- **TASK GOAL**
Skip the images and return the records below exactly.
——
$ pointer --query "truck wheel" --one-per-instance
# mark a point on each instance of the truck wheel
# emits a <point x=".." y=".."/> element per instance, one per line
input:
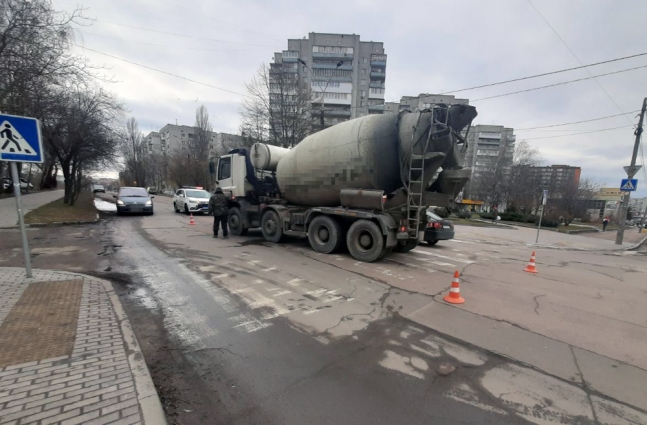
<point x="235" y="222"/>
<point x="325" y="234"/>
<point x="405" y="246"/>
<point x="272" y="227"/>
<point x="365" y="241"/>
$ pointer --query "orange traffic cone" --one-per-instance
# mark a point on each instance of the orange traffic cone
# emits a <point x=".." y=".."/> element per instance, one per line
<point x="454" y="295"/>
<point x="530" y="268"/>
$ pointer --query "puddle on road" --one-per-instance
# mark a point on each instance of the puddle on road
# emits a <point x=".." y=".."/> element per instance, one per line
<point x="105" y="206"/>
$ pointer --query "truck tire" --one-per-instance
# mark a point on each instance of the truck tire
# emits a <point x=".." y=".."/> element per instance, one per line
<point x="272" y="227"/>
<point x="325" y="234"/>
<point x="365" y="241"/>
<point x="405" y="246"/>
<point x="235" y="222"/>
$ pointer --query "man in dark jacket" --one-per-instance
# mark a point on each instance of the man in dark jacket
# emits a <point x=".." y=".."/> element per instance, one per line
<point x="219" y="206"/>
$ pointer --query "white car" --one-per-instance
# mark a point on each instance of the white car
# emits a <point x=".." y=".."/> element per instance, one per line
<point x="191" y="201"/>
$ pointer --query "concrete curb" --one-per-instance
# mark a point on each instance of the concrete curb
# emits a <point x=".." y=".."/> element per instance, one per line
<point x="151" y="407"/>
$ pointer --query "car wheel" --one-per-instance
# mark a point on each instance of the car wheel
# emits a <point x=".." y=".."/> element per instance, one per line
<point x="365" y="241"/>
<point x="325" y="234"/>
<point x="272" y="227"/>
<point x="235" y="222"/>
<point x="405" y="246"/>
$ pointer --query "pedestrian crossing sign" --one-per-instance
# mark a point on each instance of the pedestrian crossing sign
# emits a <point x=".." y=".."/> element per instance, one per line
<point x="20" y="139"/>
<point x="628" y="185"/>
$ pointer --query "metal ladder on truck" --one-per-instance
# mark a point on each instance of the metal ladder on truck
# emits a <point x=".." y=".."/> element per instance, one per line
<point x="414" y="187"/>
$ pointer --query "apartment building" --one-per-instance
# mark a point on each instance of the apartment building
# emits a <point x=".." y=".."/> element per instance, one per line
<point x="347" y="76"/>
<point x="422" y="101"/>
<point x="489" y="146"/>
<point x="181" y="138"/>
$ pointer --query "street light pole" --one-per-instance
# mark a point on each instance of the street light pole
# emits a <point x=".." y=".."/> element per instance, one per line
<point x="627" y="196"/>
<point x="323" y="93"/>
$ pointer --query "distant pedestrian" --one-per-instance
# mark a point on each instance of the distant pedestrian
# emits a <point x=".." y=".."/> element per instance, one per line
<point x="219" y="206"/>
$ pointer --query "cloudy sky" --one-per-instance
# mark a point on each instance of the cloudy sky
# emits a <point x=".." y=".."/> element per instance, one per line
<point x="433" y="47"/>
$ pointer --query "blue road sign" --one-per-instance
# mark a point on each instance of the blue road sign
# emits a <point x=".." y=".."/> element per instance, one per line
<point x="628" y="185"/>
<point x="20" y="139"/>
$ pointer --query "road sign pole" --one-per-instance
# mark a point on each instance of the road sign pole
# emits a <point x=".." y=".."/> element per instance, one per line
<point x="541" y="214"/>
<point x="626" y="198"/>
<point x="21" y="220"/>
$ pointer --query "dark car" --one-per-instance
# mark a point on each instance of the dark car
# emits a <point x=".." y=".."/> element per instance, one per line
<point x="134" y="200"/>
<point x="438" y="229"/>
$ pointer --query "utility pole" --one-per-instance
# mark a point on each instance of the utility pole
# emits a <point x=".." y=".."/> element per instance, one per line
<point x="630" y="173"/>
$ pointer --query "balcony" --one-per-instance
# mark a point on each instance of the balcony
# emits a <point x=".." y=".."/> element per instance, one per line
<point x="378" y="61"/>
<point x="290" y="56"/>
<point x="338" y="113"/>
<point x="332" y="56"/>
<point x="346" y="66"/>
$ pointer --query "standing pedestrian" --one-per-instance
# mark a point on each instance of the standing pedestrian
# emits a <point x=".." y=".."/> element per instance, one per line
<point x="219" y="206"/>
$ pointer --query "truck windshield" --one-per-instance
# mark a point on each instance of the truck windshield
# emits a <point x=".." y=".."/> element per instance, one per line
<point x="133" y="192"/>
<point x="197" y="194"/>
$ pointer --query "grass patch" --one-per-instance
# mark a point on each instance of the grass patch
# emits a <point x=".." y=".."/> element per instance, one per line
<point x="474" y="223"/>
<point x="57" y="211"/>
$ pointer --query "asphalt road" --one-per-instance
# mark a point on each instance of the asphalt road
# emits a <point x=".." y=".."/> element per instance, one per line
<point x="242" y="331"/>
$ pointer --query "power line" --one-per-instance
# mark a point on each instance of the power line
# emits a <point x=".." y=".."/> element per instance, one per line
<point x="576" y="58"/>
<point x="578" y="134"/>
<point x="184" y="35"/>
<point x="577" y="122"/>
<point x="162" y="72"/>
<point x="545" y="74"/>
<point x="561" y="84"/>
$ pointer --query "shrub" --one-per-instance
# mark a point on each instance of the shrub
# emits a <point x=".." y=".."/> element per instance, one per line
<point x="549" y="222"/>
<point x="464" y="214"/>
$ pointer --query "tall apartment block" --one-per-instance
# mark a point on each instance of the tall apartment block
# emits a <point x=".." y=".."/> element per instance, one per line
<point x="347" y="76"/>
<point x="488" y="147"/>
<point x="181" y="138"/>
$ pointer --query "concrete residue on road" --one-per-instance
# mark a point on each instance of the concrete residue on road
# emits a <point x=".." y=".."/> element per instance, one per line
<point x="105" y="206"/>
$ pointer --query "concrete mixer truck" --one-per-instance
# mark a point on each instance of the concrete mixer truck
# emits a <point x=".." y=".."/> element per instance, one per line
<point x="364" y="184"/>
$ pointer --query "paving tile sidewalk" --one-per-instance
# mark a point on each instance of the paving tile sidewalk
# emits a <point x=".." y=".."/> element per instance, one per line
<point x="8" y="213"/>
<point x="98" y="374"/>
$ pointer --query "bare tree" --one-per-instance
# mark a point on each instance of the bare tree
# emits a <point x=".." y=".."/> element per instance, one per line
<point x="133" y="152"/>
<point x="571" y="199"/>
<point x="523" y="187"/>
<point x="278" y="107"/>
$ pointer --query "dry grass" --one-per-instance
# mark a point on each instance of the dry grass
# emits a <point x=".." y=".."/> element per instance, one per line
<point x="57" y="211"/>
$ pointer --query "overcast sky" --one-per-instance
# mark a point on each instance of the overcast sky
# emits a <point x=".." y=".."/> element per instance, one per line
<point x="432" y="46"/>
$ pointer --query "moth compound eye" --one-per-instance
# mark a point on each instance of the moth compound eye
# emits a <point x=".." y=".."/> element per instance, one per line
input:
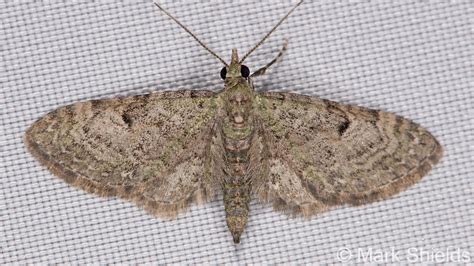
<point x="223" y="72"/>
<point x="244" y="71"/>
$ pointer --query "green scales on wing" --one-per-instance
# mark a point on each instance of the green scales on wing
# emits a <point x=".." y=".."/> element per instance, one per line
<point x="166" y="150"/>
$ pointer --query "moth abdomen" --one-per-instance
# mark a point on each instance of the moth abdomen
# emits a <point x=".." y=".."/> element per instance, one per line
<point x="236" y="192"/>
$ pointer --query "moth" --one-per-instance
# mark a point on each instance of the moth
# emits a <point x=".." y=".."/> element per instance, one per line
<point x="166" y="150"/>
——
- **SOLUTION TO THE PROBLEM**
$ pointer --query "truck wheel" --one-per-instance
# mark a point on each instance of the truck wheel
# emits a <point x=".." y=".."/> element per instance, one per line
input:
<point x="235" y="222"/>
<point x="325" y="234"/>
<point x="405" y="246"/>
<point x="272" y="227"/>
<point x="365" y="241"/>
$ pointer --query "orange traffic cone" --one-per-instance
# mark a point on each instance of the orange traffic cone
# emits a <point x=".." y=".."/> element per instance, one per line
<point x="454" y="295"/>
<point x="530" y="268"/>
$ pointer --query "puddle on road" --one-per-instance
# mark a point on each instance of the puddle on road
# emits a <point x=".." y=".."/> element per instance, one per line
<point x="105" y="206"/>
$ pointer --query "truck tire" --one-per-instance
# mark a point on each instance of the truck tire
# emits a <point x=".." y=".."/> element per instance, one per line
<point x="272" y="227"/>
<point x="325" y="234"/>
<point x="365" y="241"/>
<point x="405" y="246"/>
<point x="235" y="222"/>
$ pointer --query "man in dark jacket" --one-per-instance
# mark a point on each instance of the man in dark jacket
# emits a <point x=".." y=".."/> element per instance, one per line
<point x="219" y="206"/>
$ pointer --query "white car" --one-per-instance
# mark a point on each instance of the white car
# emits a <point x=".." y=".."/> element per instance, one per line
<point x="191" y="201"/>
$ pointer --query "concrete curb" --one-per-instance
# mark a point on each instance of the concrete curb
# emits a <point x=".." y=".."/> element per instance, one per line
<point x="151" y="407"/>
$ pointer --query "car wheel" --one-per-instance
# mark a point on each instance of the car wheel
# emits a <point x=".." y=".."/> element per instance, one per line
<point x="365" y="241"/>
<point x="325" y="234"/>
<point x="272" y="227"/>
<point x="235" y="222"/>
<point x="405" y="246"/>
$ pointer --query "pedestrian crossing sign" --one-per-instance
# mark a point on each instance of the pedestrian crossing sign
# emits a <point x=".." y=".."/> element per instance, one per line
<point x="20" y="139"/>
<point x="628" y="185"/>
$ pointer --query "metal ladder on truck" --one-per-instance
# mark a point on each instance of the metal ladder on truck
# emits a <point x=".." y=".."/> element per instance, one per line
<point x="414" y="187"/>
$ pointer --query "apartment building" --one-per-instance
# mark a point on each instance of the apartment building
# emits a <point x=".." y=".."/> element per instance, one per line
<point x="347" y="76"/>
<point x="422" y="101"/>
<point x="489" y="146"/>
<point x="181" y="138"/>
$ pointer --query "street light pole" --one-per-instance
# mark a point on each instance of the street light pole
# emits a <point x=".." y=".."/> element per instance, one per line
<point x="627" y="196"/>
<point x="323" y="93"/>
$ pointer --query "distant pedestrian" --one-per-instance
# mark a point on each instance of the distant pedestrian
# emits a <point x=".." y=".."/> element per instance, one per line
<point x="219" y="206"/>
$ pointer --query "cloudy sky" --one-per-instance
# mark a point on each instance of the cloudy sky
# emits a <point x=".." y=".."/> element per instance, one per line
<point x="433" y="47"/>
$ pointer --query "blue road sign" --one-per-instance
# mark a point on each instance of the blue road sign
# emits a <point x=".." y=".."/> element per instance, one per line
<point x="628" y="185"/>
<point x="20" y="139"/>
$ pointer --query "road sign pole" --one-per-instance
# mark a point on each instance of the road sign pole
# emits a <point x=".." y=".."/> element per instance, one per line
<point x="541" y="214"/>
<point x="626" y="198"/>
<point x="21" y="220"/>
$ pointer --query "dark car" --one-per-instance
# mark a point on each instance of the dark car
# emits a <point x=".." y=".."/> element per instance, one per line
<point x="134" y="200"/>
<point x="438" y="229"/>
$ pointer --query "utility pole" --one-per-instance
# mark a point on each instance of the utility pole
# emits a <point x=".." y=".."/> element per instance, one per line
<point x="630" y="173"/>
$ pointer --query "balcony" --one-per-instance
# mark a point on each instance of the balcony
# emits a <point x=".." y=".."/> element per instance, one per line
<point x="378" y="61"/>
<point x="290" y="56"/>
<point x="338" y="113"/>
<point x="332" y="56"/>
<point x="346" y="66"/>
$ pointer --query "standing pedestrian" --one-per-instance
# mark a point on each instance of the standing pedestrian
# emits a <point x=".." y=".."/> element per instance, one per line
<point x="219" y="206"/>
$ pointer --query "truck windshield" --one-per-instance
# mark a point on each instance of the truck windshield
# emits a <point x=".." y=".."/> element per instance, one per line
<point x="133" y="192"/>
<point x="197" y="194"/>
$ pointer --query "grass patch" --one-per-instance
# mark a point on each instance of the grass patch
# emits a <point x=".." y=".."/> element per instance, one per line
<point x="474" y="223"/>
<point x="57" y="211"/>
$ pointer --query "asphalt road" --one-per-instance
# mark a point on each instance of the asphalt road
# emits a <point x=".." y=".."/> element per instance, one per line
<point x="242" y="331"/>
$ pointer --query "power line" --one-per-instance
# mark a point on each instance of the power line
# emits a <point x=".." y=".."/> element per instance, one per line
<point x="576" y="58"/>
<point x="578" y="134"/>
<point x="184" y="35"/>
<point x="577" y="122"/>
<point x="162" y="72"/>
<point x="545" y="74"/>
<point x="561" y="84"/>
$ pointer --query "shrub" --one-per-instance
# mark a point on each instance of the shrub
# emits a <point x=".." y=".."/> element per instance, one per line
<point x="549" y="222"/>
<point x="464" y="214"/>
$ pointer --query "tall apartment block" --one-per-instance
# mark a point on each instance of the tall apartment block
# emits a <point x=".." y=".."/> element per instance, one per line
<point x="347" y="76"/>
<point x="488" y="147"/>
<point x="181" y="138"/>
$ pointer --query "concrete residue on road" --one-per-instance
# mark a point on each instance of the concrete residue on road
# emits a <point x=".." y=".."/> element per instance, one per line
<point x="105" y="206"/>
$ pointer --query "concrete mixer truck" --one-per-instance
# mark a point on each instance of the concrete mixer truck
# emits a <point x=".." y=".."/> element per instance, one per line
<point x="364" y="184"/>
$ pointer --query "paving tile sidewalk" --one-per-instance
# mark a point on each instance of the paving tile sidewalk
# emits a <point x=".." y=".."/> element per instance, one per line
<point x="8" y="213"/>
<point x="98" y="374"/>
$ pointer --query "bare tree" --one-per-instance
# mark a point on each instance of the bare tree
# emits a <point x=".." y=".."/> element per instance, one per line
<point x="133" y="152"/>
<point x="571" y="199"/>
<point x="523" y="187"/>
<point x="278" y="107"/>
$ pointer --query "dry grass" --one-per-instance
# mark a point on each instance of the dry grass
# emits a <point x=".." y=".."/> element per instance, one per line
<point x="57" y="211"/>
$ pointer --query "overcast sky" --one-per-instance
# mark a point on each instance of the overcast sky
# emits a <point x=".." y=".."/> element per instance, one per line
<point x="432" y="46"/>
$ pointer --query "moth compound eye" --one-per-instance
# mark a point on each instance of the moth compound eye
# emits a <point x=".." y=".."/> element per instance, one per line
input:
<point x="223" y="72"/>
<point x="244" y="71"/>
$ pointer --query "green scales on wing" --one-per-instance
# mark a point on each instance of the green scales on wing
# emits a <point x=".." y=".."/> element per instance, one per line
<point x="166" y="150"/>
$ pointer --query "moth abdomen" --one-per-instance
# mark a point on each instance of the moth abdomen
# emits a <point x=".." y=".."/> element per instance, one per line
<point x="236" y="192"/>
$ pointer --query "moth" --one-per-instance
# mark a point on each instance of the moth
# emits a <point x=".." y=".."/> element per instance, one per line
<point x="166" y="150"/>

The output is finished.